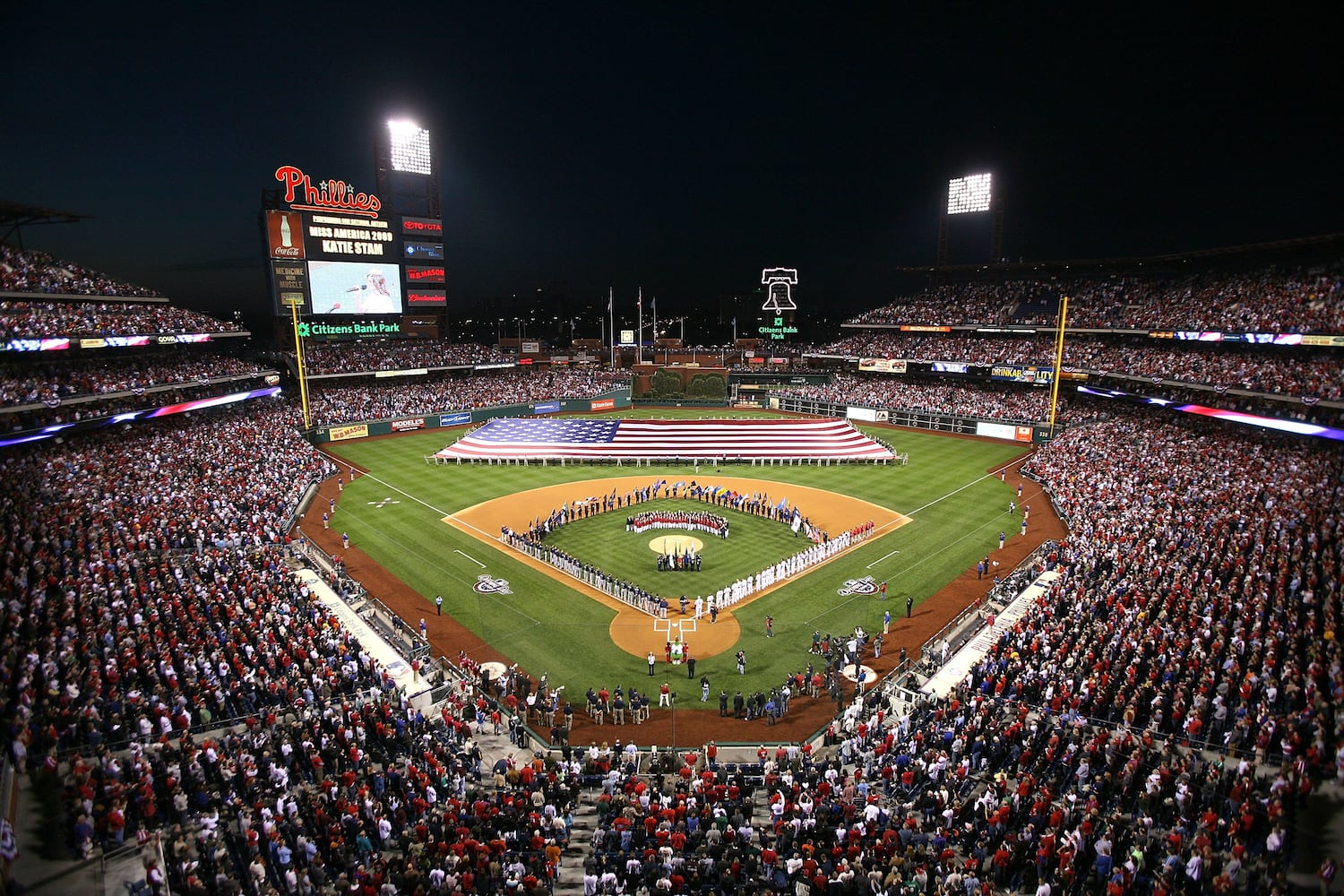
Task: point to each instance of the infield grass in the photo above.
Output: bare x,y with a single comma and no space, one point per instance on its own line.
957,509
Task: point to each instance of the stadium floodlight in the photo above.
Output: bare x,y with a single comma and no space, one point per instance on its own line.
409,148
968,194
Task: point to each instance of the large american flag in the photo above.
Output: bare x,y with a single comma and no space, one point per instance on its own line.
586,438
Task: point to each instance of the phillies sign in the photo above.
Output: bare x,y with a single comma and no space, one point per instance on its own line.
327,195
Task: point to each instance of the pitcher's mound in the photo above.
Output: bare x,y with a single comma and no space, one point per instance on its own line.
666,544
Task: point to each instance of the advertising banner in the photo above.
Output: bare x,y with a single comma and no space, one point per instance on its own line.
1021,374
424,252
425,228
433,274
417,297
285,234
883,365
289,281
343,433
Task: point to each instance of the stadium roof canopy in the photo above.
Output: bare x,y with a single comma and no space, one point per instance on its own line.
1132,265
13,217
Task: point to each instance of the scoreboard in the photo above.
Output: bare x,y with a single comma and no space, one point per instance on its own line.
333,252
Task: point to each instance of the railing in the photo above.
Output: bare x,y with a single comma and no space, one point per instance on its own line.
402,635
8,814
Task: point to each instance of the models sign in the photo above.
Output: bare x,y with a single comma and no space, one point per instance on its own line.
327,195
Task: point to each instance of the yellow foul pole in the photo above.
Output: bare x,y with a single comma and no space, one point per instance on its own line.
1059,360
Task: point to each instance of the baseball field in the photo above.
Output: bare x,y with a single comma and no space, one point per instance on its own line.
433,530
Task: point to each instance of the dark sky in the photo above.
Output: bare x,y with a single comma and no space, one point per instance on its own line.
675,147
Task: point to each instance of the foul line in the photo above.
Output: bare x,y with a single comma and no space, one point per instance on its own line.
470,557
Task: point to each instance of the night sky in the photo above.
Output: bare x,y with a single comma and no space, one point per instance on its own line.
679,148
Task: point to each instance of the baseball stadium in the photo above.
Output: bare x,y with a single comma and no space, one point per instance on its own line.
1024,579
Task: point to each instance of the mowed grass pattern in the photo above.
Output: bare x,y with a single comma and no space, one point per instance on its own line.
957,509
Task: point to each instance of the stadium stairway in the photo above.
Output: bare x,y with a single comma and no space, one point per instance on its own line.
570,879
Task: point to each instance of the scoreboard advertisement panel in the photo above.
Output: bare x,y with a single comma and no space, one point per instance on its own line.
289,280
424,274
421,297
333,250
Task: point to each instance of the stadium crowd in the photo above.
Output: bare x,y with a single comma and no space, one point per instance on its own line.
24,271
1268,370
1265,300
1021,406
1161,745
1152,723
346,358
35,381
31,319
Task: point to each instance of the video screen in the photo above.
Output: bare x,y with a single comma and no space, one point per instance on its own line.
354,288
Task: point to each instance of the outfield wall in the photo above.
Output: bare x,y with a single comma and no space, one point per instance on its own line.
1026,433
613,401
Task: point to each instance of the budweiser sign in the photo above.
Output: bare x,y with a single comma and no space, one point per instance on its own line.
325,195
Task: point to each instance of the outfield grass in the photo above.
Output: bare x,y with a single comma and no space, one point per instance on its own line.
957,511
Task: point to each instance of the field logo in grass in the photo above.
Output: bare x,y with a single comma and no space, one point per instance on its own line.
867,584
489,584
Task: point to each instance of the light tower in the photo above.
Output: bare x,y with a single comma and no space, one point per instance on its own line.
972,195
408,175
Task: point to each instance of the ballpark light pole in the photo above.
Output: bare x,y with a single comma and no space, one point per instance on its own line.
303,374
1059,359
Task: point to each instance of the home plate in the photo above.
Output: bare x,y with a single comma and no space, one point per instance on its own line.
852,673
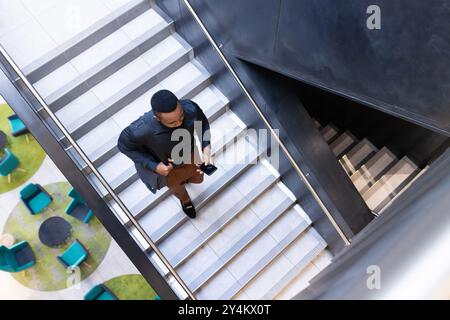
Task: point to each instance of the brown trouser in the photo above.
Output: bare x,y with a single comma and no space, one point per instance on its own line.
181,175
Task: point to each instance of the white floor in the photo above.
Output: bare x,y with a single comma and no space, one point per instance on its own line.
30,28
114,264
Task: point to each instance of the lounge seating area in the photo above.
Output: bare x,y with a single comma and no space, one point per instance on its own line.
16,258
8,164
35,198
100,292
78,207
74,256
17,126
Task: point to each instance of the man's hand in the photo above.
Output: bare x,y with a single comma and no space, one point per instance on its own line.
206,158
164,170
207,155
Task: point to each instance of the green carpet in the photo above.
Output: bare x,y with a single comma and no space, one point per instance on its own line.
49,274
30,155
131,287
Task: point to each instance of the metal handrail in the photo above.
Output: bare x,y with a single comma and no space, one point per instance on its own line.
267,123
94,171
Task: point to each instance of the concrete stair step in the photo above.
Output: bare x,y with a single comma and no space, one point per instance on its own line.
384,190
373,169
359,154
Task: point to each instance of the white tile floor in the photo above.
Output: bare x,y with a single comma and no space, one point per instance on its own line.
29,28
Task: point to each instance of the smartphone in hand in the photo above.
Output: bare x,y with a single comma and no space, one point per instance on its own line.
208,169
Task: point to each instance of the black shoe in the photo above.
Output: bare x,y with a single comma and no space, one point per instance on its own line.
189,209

________

WORK REQUIRED
All entries must be written out again exactly as given, with no pictures in the copy.

ANSWER TO THIS TASK
Task: point to each instance of the infield grass in the photo above.
Output: bare x,y with a single comma and no space, one point per instance on its own line.
957,509
Task: point to each instance of the stadium floodlight in the photo above.
Output: bare x,y with a single comma and no space, one point per instance on its own line.
409,148
968,194
Task: point to each instance of the large american flag in the photo above.
Output: bare x,y with a single comma and no space, one point per instance on its own line.
586,438
Task: point to each instance of the phillies sign in the photo above.
Output: bare x,y with a single comma and no space, one point per instance on its own line.
327,195
Task: point to each instance of the pitcher's mound in the photo above.
Output: bare x,y with a single comma and no space, one point per instance on its own line.
666,544
Task: point to each instance of the advertising banner in the photo above.
Output: bare x,y with a single comma and no space, one point per instance on its own line.
1021,374
424,252
425,228
433,274
417,297
285,234
883,365
289,281
343,433
Task: point to each instance of the stadium roof canopy in the photo above.
Output: bare x,y with a single comma and no space, one point per instance on its own line.
1132,265
13,217
Task: point to each instance of the scoreboard in the photo above.
Output: bare x,y with a single comma and no space, one point per instance on its own line.
333,252
Task: point to each instance of the railing in the photo above.
Output: bare x,y with a single comma and no space, one point per instance on its own line.
402,635
8,814
Task: point to each instance of the models sign in the photo above.
Output: bare x,y with a single comma and no space, one point per instance on its own line.
327,195
Task: point to each instance of the yellow foul pole in the photo above.
Output: bare x,y with a single comma and no space, one point per instance on its own line.
1059,360
Task: point to each instance of the baseball field in the photo above.
Output: bare x,y with a single comma and no space, one point per instance on its own line.
433,530
Task: point to each instance of the dark sky in the photo above.
Output: bare x,y with a single comma and no space, one point per instance on its own line.
675,147
Task: point to each instance of the foul line in the photo above.
Output: bare x,y with a single comma and no space, one point per instance on its own line.
470,557
Task: point to each instance of the night sky in the photo above.
Output: bare x,y with a single comma and no space, one point per instance on its own line.
679,148
Task: point to each instance of the baseball stadium in the photo above.
Output: bare x,y with a single comma and no space, one point per instance on its own line.
1024,579
Task: point to each instance of the mowed grass pattern in the photo above.
Output: bare x,y with a single comma and no space, one point per instance on its own line.
957,509
Task: point to each instance of the stadium stairway in the photo above.
Output: bare x,y with a single comma and no space, one point per instance on its own line.
570,879
Task: point to each instance of the scoreboard advertisement panel in the photo above.
Output: bare x,y with a single comma and no space, one point per instance on its own line.
289,280
424,274
421,297
333,250
Task: point to each instance of the stadium crowd in the photo above.
Output: bare x,y with a single comma and no space, one point per instance on its own line.
24,271
1268,370
1265,300
1021,406
1161,745
1152,723
346,358
35,381
31,319
Task: point to each instance of the video screen in the photo above.
Output: bare x,y with a single comma and no space, one point per instance on its own line.
354,288
Task: point to each instance of the outfield wall in the photo above.
Output: bare x,y with a single comma and no space, one point per instance on its own line.
1026,433
613,401
Task: point to each instance of the budweiser sign in the photo above.
Output: bare x,y with a single comma and no space, one point per instance on its own line.
325,195
Task: point to each instance of the outfield grass in the photo above.
Output: bare x,y with a single comma and no space, one point per instance on its own line.
957,511
Task: point to each instance of the field logo in grass in the photo above.
Output: bare x,y with a single comma and no space, one point per instance on its own line.
867,584
489,584
Task: point to each instance of the light tower in the photo above.
Output: bare x,y with a single comma and no space, one point per instance on its own line.
972,195
408,175
Task: point to each instance of the ballpark light pole in the photo above.
Output: bare x,y with a single comma and no space, one point per instance on its own line.
303,374
1059,359
Task: point to each instance of the home plate in the photo above.
Output: bare x,y with a single comma and no space, one point per instance on its own line.
852,673
Task: point to each instance of the brown trouser in the photo above.
Output: bare x,y with a single comma and no space, one point per instance on its own line.
181,175
Task: point to each instance of the white floor in the photo above.
Output: bare x,y with a single comma and no space, one point per instance on its own line.
30,28
114,264
Task: point to each instance of the lounge seating area in the photo above.
Output: bare x,y with a single comma and no space, one point per instance on its own line.
16,258
8,164
35,198
100,292
78,207
74,256
17,126
Task: point to each instance of the man's hand in the photo above.
Output: bare x,y with a single comma and no space, one point per instance on its own line.
206,158
164,170
207,155
Task: point to each instance of the green carpet in the photo above.
Output: bare x,y with a single comma and no space, one point per instance on its own line.
49,274
30,155
131,287
Task: point to each instance of the metal handrail in the photo above.
Output: bare x,y with a single comma and no space, one point per instance on its own line.
267,123
94,171
Task: point to each instance of the concrete stair step in the photo above.
Output: bare x,y with a single comma and no space, one point per instance on its own line.
384,190
373,169
359,154
Task: point to each instance of the white tile floor in the photo above.
Output: bare x,y with a single comma and no space, one point per instance on its own line.
29,28
Task: point to each instance of the smartphone in hand in the photo above.
Output: bare x,y with a single comma and no space, one point per instance on its own line.
208,169
Task: point to each instance of the black shoe in the photo above.
Output: bare x,y with a single comma and no space, one point per instance on its own line.
189,209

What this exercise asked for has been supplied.